(Beginning of Information)
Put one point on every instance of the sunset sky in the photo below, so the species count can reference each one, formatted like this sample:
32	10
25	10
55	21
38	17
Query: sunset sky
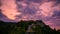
46	10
(End of Information)
• [What is required]: Write out all the records again, exactly, minus any pictures.

• [Result for this task]:
Put one point on every instance of the sunset sky in the photo below, so the species count can reference each one, formatted like this sample:
32	10
25	10
55	21
38	17
Query: sunset sky
46	10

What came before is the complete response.